* [Reading text]:
Other early projects included the restoration of three drinking water treatment plants.  These simple units, comprised of sand filters and chlorine injectors, had been looted for their parts and pumps.  When they were operable they provided all the drinking water for the entire region.  Without them, the people had to drink their untreated irrigation ditch water, so it was imperative that they be brought back on line. 

In the meantime, I took a 2001 Renault firetruck we had appropriated from the Saddam International Airport, sterilized the water tanks, and used it to haul clean drinking water to the 15 schools and to another 5 villages on a daily basis until UNICEF could take the job over. The main downside was that bouncing around the countryside in a bright red firetruck for weeks on end made me quite the distinctive target.  God only knows why I was never targeted.  Work of this nature generally kept the locals happy, and therefore out of our wire.  As long as they were not attacking Coalition forces, the work I was doing was having a positive result: winning the hearts and minds  [of the Iraqi people].

* [Information provided]:
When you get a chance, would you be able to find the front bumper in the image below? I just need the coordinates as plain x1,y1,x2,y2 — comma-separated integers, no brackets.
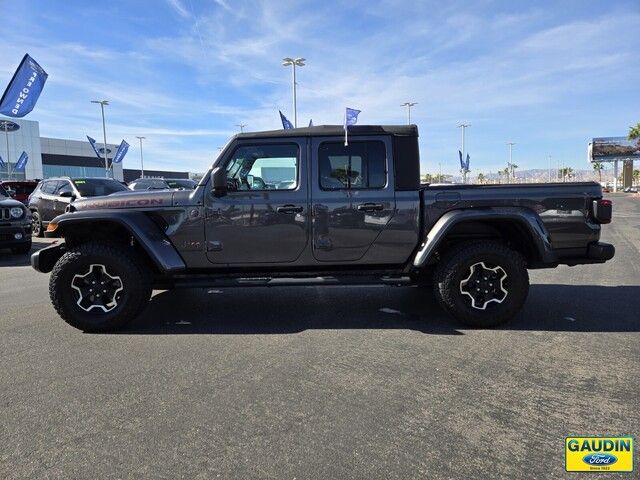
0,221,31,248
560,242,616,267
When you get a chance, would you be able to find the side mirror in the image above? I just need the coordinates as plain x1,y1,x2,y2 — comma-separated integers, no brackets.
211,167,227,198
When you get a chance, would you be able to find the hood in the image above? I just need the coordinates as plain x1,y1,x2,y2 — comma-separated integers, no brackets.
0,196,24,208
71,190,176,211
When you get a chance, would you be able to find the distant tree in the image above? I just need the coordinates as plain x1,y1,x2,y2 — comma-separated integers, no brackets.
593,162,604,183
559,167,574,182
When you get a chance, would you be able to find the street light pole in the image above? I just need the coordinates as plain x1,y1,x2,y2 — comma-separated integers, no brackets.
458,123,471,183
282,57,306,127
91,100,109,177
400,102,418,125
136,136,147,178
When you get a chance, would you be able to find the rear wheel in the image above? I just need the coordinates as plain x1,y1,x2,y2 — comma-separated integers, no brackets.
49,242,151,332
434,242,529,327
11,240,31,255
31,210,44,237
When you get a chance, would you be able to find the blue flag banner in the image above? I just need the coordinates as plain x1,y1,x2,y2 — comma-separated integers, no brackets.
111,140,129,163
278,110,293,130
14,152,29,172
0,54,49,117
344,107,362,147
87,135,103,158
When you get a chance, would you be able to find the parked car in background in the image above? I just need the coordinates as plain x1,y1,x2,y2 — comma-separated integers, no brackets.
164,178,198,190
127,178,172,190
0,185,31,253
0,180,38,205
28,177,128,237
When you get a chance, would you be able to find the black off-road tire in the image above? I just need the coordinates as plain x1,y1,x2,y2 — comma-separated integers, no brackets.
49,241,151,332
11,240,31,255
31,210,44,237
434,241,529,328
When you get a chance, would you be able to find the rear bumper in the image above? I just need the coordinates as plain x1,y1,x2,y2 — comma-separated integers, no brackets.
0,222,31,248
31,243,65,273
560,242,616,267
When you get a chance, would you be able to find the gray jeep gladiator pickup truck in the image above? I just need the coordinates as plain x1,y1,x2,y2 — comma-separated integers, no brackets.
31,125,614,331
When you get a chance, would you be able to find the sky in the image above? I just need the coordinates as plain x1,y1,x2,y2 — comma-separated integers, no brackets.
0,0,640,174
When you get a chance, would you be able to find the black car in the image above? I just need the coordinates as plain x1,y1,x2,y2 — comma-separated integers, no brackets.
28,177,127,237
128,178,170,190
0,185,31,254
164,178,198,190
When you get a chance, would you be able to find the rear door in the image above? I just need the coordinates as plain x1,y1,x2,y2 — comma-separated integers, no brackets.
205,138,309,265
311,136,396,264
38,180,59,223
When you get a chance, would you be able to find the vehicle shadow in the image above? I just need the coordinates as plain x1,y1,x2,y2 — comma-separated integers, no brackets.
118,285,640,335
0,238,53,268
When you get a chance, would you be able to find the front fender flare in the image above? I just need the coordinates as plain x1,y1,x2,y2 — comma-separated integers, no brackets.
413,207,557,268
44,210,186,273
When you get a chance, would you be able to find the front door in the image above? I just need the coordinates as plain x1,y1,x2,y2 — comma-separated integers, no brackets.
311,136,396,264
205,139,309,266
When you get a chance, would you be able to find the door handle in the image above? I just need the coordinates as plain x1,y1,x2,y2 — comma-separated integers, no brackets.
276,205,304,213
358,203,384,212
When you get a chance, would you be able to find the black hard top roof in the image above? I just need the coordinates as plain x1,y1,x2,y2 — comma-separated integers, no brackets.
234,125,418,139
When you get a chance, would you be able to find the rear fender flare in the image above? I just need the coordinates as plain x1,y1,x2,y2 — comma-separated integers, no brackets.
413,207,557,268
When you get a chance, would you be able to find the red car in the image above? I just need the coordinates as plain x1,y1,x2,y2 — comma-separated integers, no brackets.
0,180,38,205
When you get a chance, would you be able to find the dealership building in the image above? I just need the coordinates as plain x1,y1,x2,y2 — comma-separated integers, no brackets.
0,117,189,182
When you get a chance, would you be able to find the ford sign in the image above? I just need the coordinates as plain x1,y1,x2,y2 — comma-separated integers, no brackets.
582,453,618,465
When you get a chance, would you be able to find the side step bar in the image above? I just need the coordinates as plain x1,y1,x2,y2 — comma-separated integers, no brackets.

* [Exercise tasks]:
1) List every number that appears in the account of the water projects, with what each one counts or describes.
2) In the account of the water projects, what vehicle was taken from Saddam International Airport and used to haul drinking water?
3) Write the next part of the account of the water projects, beginning after its final sentence.

* [Task results]:
1)
- three: the drinking water treatment plants that were restored
- 2001: the model year of the Renault firetruck
- 15: the schools that received hauled drinking water
- 5: the other villages that received hauled drinking water

2) A 2001 Renault firetruck.

3)
Later, as the summer wore on, I became involved in irrigation, and was successful in securing funding from USAID for the reconstruction of 200 kilometers of the Abu Ghraib canal system, a major irrigation canal branching off the Euphrates, which serves all of Southwest Baghdad.

 In late summer, a new threat was emerging-- the use of explosive devices along the roads as a means of attacking US forces rather than engaging us directly with troops.  I was attached to a Special Operations Counter Ambush Advisory Team.  Our mission was to gather intelligence on how these attacks were being conducted and to conduct field training for those soldiers in the field who were being hit the most--the Special Operations forces, but particularly the Civil Affairs teams. 

These CA soldiers are Reservists, and are always out in the sticks rebuilding Iraqi infrastructure.  Their equipment and training isn't always the best, and they have taken a huge percentage of the casualties because of their exposure, being out in front as they are.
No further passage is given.